* _Problem details_
According to the pipeline documentation below, which two subfolders must the working folder LUIGIWORK contain?

Start of Selected text

It is not necessary to run the entire pipeline, although there is little harm in doing so, as luigi manages the process so that individual tasks are idempotent. This means that a task only runs if required. Luigi only runs the tasks necessary to produce the files which are required for the specified entry point.

For example, to run the entire pipeline, producing a full ingested and clustered database, run:

luigi --module superpyrate.pipeline ClusterAisClean
      --workers 12
      --folder-of-zips /folder/of/zips/
      --with_db

If only the validated csv files are required, run:

luigi --module superpyrate.pipeline ProcessZipArchives
      --workers 12
      --folder-of-zips /folder/of/zips/
      --with_db

Working folder¶

The working folder LUIGIWORK must contain two subfolders - files and tmp. The files subfolder contains the unzipped and cleancsv folders, with all of the respective temporary files stored within. The tmp subfolder contains processcsv, writecsv, archives and database folders and contains files which are generated by the tasks which do not produce an actual file as output, rather spawn child-tasks.

End of Selected text
Start of Dataset

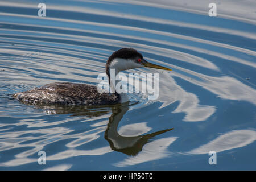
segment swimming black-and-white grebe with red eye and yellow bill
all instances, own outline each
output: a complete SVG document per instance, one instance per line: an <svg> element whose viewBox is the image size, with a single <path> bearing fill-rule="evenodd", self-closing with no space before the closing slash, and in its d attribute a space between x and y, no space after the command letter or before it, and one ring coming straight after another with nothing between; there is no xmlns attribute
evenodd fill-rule
<svg viewBox="0 0 256 182"><path fill-rule="evenodd" d="M110 69L115 69L115 75L117 75L119 71L142 67L171 70L160 65L148 63L143 59L141 53L135 49L122 48L114 52L106 63L109 85L111 85ZM69 82L47 84L40 88L13 94L13 97L26 104L37 105L110 105L129 101L125 93L119 94L115 92L115 89L113 94L100 93L97 86Z"/></svg>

End of Dataset

* _Task solution_
files and tmp